▶ **TASK REQUIREMENTS**
From the first line to the last, reproduce the records below exactly, omitting any picture.

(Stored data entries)
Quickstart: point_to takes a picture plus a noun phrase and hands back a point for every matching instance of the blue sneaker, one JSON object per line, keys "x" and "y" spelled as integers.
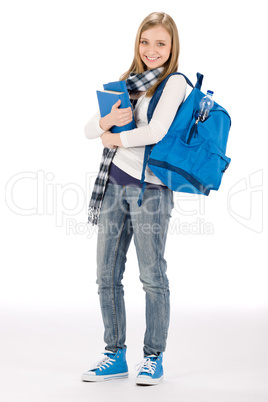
{"x": 150, "y": 370}
{"x": 112, "y": 366}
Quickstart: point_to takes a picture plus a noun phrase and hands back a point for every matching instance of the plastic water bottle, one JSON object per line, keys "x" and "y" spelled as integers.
{"x": 206, "y": 104}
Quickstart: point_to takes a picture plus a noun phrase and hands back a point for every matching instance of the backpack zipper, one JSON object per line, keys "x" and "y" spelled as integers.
{"x": 194, "y": 128}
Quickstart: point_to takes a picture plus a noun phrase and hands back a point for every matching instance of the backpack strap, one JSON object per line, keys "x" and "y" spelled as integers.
{"x": 152, "y": 105}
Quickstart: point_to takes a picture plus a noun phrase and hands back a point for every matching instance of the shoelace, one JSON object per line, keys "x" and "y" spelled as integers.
{"x": 147, "y": 365}
{"x": 103, "y": 363}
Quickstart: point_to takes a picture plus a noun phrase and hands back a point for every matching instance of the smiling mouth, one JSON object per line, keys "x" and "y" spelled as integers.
{"x": 152, "y": 58}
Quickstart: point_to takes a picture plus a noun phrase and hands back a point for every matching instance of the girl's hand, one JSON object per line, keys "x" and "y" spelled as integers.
{"x": 111, "y": 140}
{"x": 117, "y": 117}
{"x": 106, "y": 140}
{"x": 120, "y": 117}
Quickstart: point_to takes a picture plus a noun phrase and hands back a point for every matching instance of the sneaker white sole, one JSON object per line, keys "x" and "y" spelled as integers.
{"x": 145, "y": 380}
{"x": 97, "y": 378}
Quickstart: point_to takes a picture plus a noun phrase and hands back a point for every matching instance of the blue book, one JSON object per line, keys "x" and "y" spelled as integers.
{"x": 112, "y": 92}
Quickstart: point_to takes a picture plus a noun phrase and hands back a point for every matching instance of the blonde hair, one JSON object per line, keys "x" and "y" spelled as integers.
{"x": 171, "y": 64}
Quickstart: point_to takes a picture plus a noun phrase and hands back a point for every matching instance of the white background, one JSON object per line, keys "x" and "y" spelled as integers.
{"x": 54, "y": 55}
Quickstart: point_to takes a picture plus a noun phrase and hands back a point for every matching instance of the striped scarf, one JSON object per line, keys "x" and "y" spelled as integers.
{"x": 135, "y": 82}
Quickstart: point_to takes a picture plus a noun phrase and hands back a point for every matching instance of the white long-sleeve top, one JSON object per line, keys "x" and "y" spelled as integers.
{"x": 130, "y": 157}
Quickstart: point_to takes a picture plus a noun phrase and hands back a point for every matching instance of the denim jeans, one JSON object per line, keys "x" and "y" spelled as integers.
{"x": 120, "y": 220}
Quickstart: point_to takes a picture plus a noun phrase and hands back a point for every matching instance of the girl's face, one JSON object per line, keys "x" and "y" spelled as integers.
{"x": 155, "y": 47}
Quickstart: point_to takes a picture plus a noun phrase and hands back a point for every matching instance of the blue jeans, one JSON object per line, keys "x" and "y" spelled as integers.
{"x": 120, "y": 220}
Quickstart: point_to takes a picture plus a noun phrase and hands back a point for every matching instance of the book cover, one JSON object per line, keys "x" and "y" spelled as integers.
{"x": 112, "y": 92}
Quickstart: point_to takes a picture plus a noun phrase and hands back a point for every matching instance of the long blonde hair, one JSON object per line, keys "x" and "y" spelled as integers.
{"x": 171, "y": 64}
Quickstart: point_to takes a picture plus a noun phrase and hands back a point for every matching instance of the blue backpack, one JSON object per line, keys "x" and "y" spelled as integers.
{"x": 190, "y": 158}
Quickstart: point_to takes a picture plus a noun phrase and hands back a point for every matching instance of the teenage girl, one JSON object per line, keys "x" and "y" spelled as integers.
{"x": 156, "y": 56}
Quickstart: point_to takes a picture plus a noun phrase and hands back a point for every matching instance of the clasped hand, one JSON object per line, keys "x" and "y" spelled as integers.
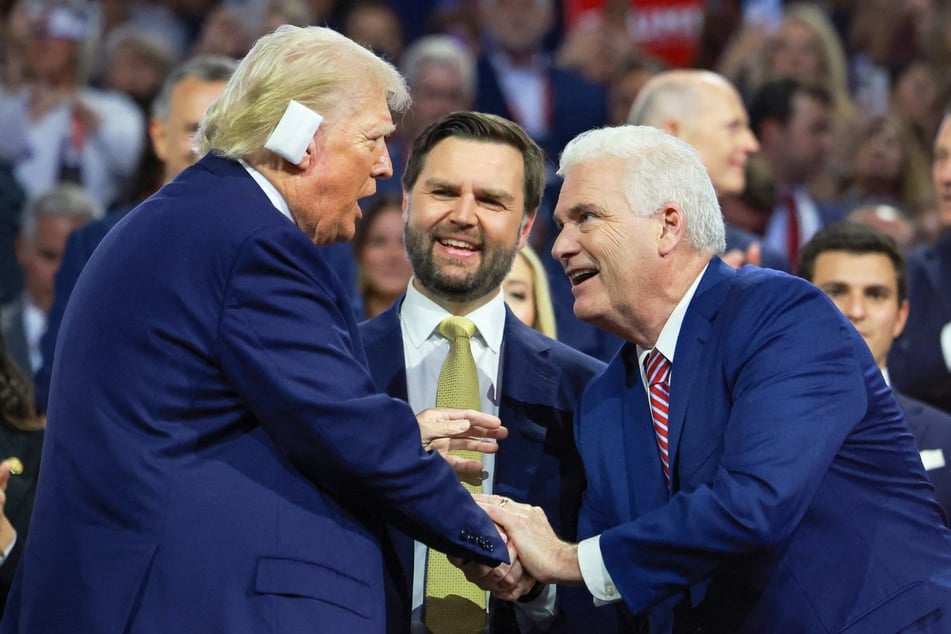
{"x": 446, "y": 429}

▶ **ANSWER AREA**
Quickstart: point_to takes a picture plus a noun phrase and hands back a point for every matching instance of the blue sneaker, one JSON object per line, keys "x" and "y" spelled as integers.
{"x": 150, "y": 370}
{"x": 112, "y": 366}
Quickstart: point_to takes a picture plus a noun phrase and hands back a point for every matching instance of the plastic water bottle, one JSON object per line, keys "x" and "y" spelled as integers.
{"x": 206, "y": 104}
Quickstart: point_to takes a picture plus a noun phrase and hands back a point for every matching instance of the backpack zipper, one JSON object per line, keys "x" and "y" spelled as integers.
{"x": 194, "y": 128}
Quickstart: point_to takes a picture plus a noun phrase and hands back a point for every matching instance of the backpack strap, one JSON object per line, keys "x" and "y" spelled as integers.
{"x": 152, "y": 105}
Quickstart: point_to takes a picture plus a noun phrase and hands back a point for every matching instance of the shoelace, one JSON object per line, keys "x" and "y" spelled as integers.
{"x": 147, "y": 365}
{"x": 103, "y": 363}
Quickstart: point_to takes a picture plus a noun phrase and hands back a point for every matching instance of the smiling mouth, one JSON object per line, keys "x" and "y" spelled as integers.
{"x": 152, "y": 58}
Quickstart: point_to takes a picture plus a noun phrase and hands back a point for every matching instance of the girl's hand, one JSON object per line, keys "x" and "y" spelled as integers.
{"x": 111, "y": 140}
{"x": 117, "y": 117}
{"x": 106, "y": 140}
{"x": 120, "y": 117}
Quickstart: point_to takes a picture plus a noun phrase and hands back a point for every matching instance of the sneaker white sole, one JSON object per line, keys "x" and "y" spelled as integers.
{"x": 145, "y": 380}
{"x": 97, "y": 378}
Quickstart: point_to takes a picture plus a noun phrase and hands back a point for every matching instance of the blue book, one JSON object per line, keys "x" and "y" spelled as integers.
{"x": 112, "y": 92}
Quickstart: point_to takes a picture plus a noun phrase and hands back a point for every matching instance of the blonde hair, one JSON object per line, keys "x" and "y" spelled as integers.
{"x": 171, "y": 64}
Quickstart: point_to takes a picture plus a noun phrase and hands back a point for every matching instance of the white background, one JSON object per line, keys "x" and "y" spelled as integers.
{"x": 54, "y": 55}
Quickstart: point_to takes a picture plus a noun phrase and hands back a point for every matching instance of the striped scarf, one JSON object per line, keys "x" and "y" spelled as integers.
{"x": 135, "y": 82}
Quickstart: point_to takes a picture plus a noun phrase and hands back a point for every matching instance of the white long-sleeve top, one JSON object per line, keys "x" and "y" spelled as integers.
{"x": 130, "y": 157}
Quickstart: point_to takes a picture plus a noun phrase and hands back a point for every matching instance of the denim jeans, one JSON object per line, keys "x" and "y" spelled as integers.
{"x": 120, "y": 220}
Quickstart: point_to takes a picture plus a noun phrase and hands back a point for every matching instance of the girl's face, one JSON object per line, keys "x" and "y" spelled as integers.
{"x": 155, "y": 47}
Quickstart: point_to takes a picture plus a noun phrase and hands back a point for every matching instance of the blue jeans, one JSON object per line, keys "x" and "y" spelled as integers.
{"x": 120, "y": 220}
Quickstart: point_to takes a picture plus a noun phrase and hands back a point for every matching instance of the book cover, one JSON object per line, keys "x" and "y" spelled as integers.
{"x": 112, "y": 92}
Quickstart: point_to takes a picture plus a noun phrase and hands back a point for every matching instance of the long blonde hair, one JSON object per line, keys "x" and "y" spelled as integers.
{"x": 171, "y": 64}
Quickstart: point_to takes a picture plus a noun phrase and hands back a point for every matching instance of the blue backpack, one JSON object per line, keys "x" and "y" spelled as integers.
{"x": 190, "y": 158}
Quickstart: point_to takes a picture plus a noun phrase and hands back a point for every matching instance of the teenage girl, one JSON object per line, keys "x" and "y" spelled as integers.
{"x": 156, "y": 56}
Quickstart: point_to takes a picture plus a noun phrase and hands back a point for every matching instance of the clasped hand, one JSON object per line, keys "x" and "y" spelled as integers.
{"x": 446, "y": 429}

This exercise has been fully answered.